- [EXERCISE AIM] The answer must consist solely of the line that contains "of the lobed" and all subsequent lines of the data, each reproduced exactly.
─── TASK INPUT
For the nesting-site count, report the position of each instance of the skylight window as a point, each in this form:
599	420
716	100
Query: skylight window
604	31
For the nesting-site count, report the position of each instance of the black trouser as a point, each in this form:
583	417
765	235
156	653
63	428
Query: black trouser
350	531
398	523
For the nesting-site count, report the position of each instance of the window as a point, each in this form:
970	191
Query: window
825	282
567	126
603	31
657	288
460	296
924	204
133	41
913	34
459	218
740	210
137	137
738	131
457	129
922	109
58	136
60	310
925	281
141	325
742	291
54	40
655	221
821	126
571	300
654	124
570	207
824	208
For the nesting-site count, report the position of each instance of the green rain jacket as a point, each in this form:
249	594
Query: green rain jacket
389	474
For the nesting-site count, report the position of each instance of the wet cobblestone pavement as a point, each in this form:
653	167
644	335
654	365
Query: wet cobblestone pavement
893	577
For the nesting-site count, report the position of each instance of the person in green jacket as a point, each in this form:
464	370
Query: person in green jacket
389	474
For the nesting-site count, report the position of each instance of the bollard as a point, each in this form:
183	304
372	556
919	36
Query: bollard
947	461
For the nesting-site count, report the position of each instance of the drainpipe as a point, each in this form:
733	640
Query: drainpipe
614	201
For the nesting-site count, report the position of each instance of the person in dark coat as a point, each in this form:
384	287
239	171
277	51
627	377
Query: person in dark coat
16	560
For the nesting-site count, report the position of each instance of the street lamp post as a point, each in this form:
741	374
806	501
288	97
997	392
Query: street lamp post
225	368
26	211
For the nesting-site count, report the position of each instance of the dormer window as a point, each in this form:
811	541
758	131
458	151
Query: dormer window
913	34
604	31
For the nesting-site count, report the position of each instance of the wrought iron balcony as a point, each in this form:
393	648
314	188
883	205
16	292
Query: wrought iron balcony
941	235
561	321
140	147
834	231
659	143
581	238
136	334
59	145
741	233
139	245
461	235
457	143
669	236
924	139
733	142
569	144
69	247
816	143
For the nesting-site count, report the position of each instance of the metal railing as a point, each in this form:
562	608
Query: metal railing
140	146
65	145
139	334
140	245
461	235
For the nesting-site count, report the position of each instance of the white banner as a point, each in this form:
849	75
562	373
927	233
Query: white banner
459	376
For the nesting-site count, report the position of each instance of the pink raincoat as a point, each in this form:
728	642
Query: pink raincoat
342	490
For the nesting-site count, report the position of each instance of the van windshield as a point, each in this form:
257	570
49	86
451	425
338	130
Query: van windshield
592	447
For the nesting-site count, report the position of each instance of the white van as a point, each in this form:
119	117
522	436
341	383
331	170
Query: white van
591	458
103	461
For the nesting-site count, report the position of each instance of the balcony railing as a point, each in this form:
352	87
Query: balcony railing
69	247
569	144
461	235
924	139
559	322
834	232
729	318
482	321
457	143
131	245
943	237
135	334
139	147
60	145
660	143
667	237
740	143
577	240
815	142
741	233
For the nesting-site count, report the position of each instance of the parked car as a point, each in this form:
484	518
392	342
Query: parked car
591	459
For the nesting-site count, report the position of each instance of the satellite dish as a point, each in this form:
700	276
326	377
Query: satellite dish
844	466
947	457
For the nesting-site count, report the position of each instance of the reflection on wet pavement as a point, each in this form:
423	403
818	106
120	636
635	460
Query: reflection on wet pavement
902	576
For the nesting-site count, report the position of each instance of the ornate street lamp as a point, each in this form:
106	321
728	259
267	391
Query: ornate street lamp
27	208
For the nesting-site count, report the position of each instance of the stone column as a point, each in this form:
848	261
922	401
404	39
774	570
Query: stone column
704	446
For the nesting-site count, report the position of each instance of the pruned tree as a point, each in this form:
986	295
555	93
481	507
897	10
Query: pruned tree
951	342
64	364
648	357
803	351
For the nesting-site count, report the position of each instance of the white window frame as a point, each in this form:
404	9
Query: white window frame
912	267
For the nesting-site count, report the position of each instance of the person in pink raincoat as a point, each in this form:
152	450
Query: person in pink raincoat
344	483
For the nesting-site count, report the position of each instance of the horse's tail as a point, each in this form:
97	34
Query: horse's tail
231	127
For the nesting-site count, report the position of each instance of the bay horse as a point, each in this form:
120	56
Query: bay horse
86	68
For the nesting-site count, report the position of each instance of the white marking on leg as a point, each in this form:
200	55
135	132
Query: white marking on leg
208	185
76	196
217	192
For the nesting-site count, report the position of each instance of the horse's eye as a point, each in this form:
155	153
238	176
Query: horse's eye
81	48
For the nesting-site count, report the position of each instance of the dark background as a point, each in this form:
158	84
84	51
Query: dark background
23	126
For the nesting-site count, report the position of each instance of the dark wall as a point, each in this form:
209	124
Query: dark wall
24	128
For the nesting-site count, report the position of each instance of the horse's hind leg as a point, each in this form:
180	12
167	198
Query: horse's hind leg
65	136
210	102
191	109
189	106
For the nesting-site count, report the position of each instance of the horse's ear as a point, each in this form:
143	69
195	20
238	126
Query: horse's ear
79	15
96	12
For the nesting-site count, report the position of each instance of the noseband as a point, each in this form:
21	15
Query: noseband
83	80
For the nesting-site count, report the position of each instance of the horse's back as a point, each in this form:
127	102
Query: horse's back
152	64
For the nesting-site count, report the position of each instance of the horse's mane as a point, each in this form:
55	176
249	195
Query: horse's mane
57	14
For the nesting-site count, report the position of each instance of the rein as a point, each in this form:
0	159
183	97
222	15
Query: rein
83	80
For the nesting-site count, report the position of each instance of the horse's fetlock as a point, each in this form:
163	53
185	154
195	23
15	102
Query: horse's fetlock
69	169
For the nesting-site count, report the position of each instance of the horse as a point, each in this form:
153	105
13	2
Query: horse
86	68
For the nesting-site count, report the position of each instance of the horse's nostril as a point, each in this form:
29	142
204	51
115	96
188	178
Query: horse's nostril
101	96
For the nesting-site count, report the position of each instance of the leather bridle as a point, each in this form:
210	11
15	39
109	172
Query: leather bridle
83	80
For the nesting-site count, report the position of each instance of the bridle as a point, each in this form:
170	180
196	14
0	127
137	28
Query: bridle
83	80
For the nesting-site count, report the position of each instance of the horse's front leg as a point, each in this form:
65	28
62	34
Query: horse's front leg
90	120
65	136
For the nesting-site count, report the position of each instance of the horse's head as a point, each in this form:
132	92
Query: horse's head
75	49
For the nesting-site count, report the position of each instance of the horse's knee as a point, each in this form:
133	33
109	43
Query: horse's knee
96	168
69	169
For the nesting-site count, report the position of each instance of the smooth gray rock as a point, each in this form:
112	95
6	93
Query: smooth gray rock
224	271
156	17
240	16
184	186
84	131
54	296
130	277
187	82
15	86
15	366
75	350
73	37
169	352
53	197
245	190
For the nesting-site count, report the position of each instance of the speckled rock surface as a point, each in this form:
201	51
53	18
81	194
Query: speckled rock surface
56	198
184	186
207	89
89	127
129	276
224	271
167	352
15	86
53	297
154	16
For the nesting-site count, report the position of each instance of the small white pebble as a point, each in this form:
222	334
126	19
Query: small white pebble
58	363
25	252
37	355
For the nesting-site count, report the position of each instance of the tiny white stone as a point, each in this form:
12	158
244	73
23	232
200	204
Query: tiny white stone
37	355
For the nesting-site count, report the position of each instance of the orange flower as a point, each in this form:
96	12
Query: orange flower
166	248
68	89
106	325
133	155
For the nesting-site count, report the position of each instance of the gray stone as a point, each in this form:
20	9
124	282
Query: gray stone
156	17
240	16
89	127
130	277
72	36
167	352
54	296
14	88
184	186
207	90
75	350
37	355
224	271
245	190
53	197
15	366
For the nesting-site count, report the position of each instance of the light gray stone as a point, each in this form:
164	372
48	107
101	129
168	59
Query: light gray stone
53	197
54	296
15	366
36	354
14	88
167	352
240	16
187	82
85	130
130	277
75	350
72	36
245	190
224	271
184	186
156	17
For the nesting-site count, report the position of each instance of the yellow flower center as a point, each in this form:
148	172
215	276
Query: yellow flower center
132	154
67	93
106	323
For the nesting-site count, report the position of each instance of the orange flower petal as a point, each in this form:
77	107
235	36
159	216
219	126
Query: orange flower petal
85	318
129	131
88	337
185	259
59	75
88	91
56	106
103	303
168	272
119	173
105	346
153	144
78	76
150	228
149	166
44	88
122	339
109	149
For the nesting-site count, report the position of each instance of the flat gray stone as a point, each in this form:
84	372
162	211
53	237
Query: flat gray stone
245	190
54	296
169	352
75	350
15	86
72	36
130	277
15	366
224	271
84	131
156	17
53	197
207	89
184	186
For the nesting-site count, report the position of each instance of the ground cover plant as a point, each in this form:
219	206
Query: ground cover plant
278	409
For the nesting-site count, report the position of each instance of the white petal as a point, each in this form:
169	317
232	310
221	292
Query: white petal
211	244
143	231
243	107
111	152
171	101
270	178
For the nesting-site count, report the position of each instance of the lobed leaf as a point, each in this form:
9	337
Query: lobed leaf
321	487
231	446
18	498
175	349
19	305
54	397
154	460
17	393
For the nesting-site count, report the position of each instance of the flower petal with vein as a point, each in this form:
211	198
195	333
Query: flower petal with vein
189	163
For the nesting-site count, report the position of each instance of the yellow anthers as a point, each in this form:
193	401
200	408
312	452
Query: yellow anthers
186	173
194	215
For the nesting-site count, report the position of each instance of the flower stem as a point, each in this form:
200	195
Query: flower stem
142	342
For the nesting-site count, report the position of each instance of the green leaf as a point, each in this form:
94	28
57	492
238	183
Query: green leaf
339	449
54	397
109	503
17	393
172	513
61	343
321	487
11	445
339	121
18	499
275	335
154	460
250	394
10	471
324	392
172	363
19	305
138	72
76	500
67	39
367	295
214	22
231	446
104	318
──────
- [TASK OUTPUT]
For the nesting-site count, report the position of each instance of the lobed leaf as a point, each in this form:
9	337
Query: lobed leaf
321	487
231	446
18	498
175	349
19	305
54	397
154	460
17	393
For the nesting-site count, report the position of each instance of the flower petal with vein as a point, each in this form:
211	198
195	333
Query: flower petal with vein
189	163
For the nesting-site count, report the position of each instance of the yellow anthers as a point, each in this form:
193	401
200	408
312	452
Query: yellow anthers
186	173
194	215
For the nesting-site count, report the position of each instance of the flower stem as a point, each in this form:
200	195
Query: flower stem
142	342
For the nesting-site count, report the position of each instance of the green leaf as a point, each in this form:
94	28
57	492
238	183
Query: green leaf
339	449
54	397
109	503
17	393
172	513
61	343
321	487
11	445
339	121
18	499
275	335
154	460
250	394
10	471
324	392
172	363
19	305
138	72
76	500
67	39
367	295
214	22
231	446
104	318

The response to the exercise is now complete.